### Objectives
- a) Rewrite the part of the Lightsabre interview between "The Lightsabre Interview" and "stalwart Lorne Peterson.", inclusive, replacing "Oscar" with "Academy Award".
- b) Which film titles does the Lightsabre interview mention?

The Lightsabre Interview

Lorne Peterson

 

Welcome to Lightsabre.  Our next guest has been at the vanguard of the Star Wars saga since December 8th 1975, and had a hand in many of the most memorable scenes in the six films.  He won an Oscar for his work on Indiana Jones and the Temple of Doom and has worked on many of ILM’s biggest projects.  Please give a warm welcome to Kerner Optical stalwart Lorne Peterson. 

 

Q - Lorne, welcome to Lightsabre.

 

A - Ok, well thank you.

 

Q – It’s now over 30 years since you first walked into the fledgling ILM facility in Van Nuys to start work on Star Wars.  In your wildest dreams did you ever imagine still being involved with this line of work thirty plus years later?

 

A – Not at all.  You know, I use this as an example.  The first Star Wars was done in LA, and then we moved up to northern California to do Empire.  Well, northern California was colder than Los Angeles.  Here the wintertime we sometimes have frost, LA you'd never have ice.  So we move up here and we get a warehouse and start working away.  Well, wintertime sets in.  We have no heat, no heater in the building and I ask the producer, I said 'Well, it's getting really cold in here, we're wearing down jackets inside the building and everything', and he said 'We'll only be here for one year and we'll be finished and move on to someplace else', he wasn't even beginning to suggest we'd be moving on to another film.  And so I thought I was going to move back to LA, but the whole wintertime people wore down jackets, and wore those little fingerless gloves.  If it hadn't have been really successful, it wouldn't have continued on.  I thought we'd be moving back to LA after we did Empire.  By the end of it, when Spielberg came along, he wanted projects, it became evident that we were gonna be there for a while, but not necessarily thirty something years.

 

Q – That would be Close Encounters with Spielberg?

### Record extracts
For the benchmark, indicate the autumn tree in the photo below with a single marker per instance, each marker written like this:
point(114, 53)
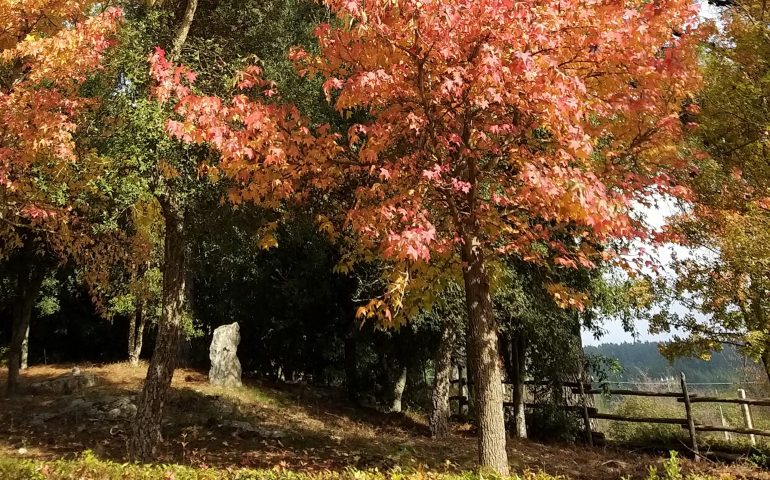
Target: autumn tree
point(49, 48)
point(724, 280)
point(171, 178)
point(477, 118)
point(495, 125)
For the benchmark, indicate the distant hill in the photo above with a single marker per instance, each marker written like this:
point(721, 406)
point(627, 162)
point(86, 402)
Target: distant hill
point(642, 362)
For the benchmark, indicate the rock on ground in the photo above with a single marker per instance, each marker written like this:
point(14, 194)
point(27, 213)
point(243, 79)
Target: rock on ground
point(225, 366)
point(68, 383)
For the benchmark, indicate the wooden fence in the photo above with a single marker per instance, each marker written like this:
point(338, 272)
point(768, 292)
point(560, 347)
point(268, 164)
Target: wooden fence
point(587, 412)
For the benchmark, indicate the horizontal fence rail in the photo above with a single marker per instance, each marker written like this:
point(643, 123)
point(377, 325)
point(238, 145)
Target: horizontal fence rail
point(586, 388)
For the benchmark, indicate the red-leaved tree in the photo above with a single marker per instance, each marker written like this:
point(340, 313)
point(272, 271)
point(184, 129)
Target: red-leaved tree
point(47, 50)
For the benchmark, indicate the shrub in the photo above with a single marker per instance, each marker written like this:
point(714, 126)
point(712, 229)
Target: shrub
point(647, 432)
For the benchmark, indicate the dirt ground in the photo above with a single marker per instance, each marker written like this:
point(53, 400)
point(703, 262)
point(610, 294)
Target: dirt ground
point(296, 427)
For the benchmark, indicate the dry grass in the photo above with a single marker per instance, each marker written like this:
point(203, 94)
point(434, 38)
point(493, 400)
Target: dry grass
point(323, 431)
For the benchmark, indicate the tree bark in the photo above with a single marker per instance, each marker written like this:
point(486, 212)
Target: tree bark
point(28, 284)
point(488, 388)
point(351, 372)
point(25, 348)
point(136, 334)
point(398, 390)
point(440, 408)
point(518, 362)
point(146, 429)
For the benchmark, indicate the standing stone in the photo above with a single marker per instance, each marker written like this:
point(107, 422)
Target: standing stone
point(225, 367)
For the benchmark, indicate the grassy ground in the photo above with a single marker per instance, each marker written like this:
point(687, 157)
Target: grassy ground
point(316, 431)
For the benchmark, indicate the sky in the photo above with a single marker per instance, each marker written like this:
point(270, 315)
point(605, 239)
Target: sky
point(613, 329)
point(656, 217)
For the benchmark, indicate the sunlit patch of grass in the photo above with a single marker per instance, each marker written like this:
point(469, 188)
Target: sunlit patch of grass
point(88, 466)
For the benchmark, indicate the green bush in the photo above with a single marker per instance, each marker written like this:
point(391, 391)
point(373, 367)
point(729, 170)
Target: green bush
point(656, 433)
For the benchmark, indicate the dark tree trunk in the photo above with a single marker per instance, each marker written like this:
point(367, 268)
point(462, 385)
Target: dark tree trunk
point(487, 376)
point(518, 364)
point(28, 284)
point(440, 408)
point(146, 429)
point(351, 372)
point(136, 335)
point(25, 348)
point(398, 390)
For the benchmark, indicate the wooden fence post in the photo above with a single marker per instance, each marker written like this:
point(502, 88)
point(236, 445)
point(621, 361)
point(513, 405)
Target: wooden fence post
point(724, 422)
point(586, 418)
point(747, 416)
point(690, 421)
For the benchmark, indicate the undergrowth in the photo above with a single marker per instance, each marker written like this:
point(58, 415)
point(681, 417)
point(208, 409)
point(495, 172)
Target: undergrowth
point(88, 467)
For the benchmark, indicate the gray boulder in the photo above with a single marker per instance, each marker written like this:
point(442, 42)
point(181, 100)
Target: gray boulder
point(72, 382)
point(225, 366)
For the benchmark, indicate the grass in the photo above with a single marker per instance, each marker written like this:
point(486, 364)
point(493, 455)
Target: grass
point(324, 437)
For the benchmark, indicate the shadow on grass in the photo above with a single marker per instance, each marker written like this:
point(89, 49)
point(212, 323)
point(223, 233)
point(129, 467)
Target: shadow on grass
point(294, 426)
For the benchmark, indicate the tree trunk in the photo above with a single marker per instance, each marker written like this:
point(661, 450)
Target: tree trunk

### Correct answers
- a)
The Lightsabre Interview

Lorne Peterson

 

Welcome to Lightsabre.  Our next guest has been at the vanguard of the Star Wars saga since December 8th 1975, and had a hand in many of the most memorable scenes in the six films.  He won an Academy Award for his work on Indiana Jones and the Temple of Doom and has worked on many of ILM’s biggest projects.  Please give a warm welcome to Kerner Optical stalwart Lorne Peterson.

- b)
- Star Wars
- Indiana Jones and the Temple of Doom
- Empire
- Close Encounters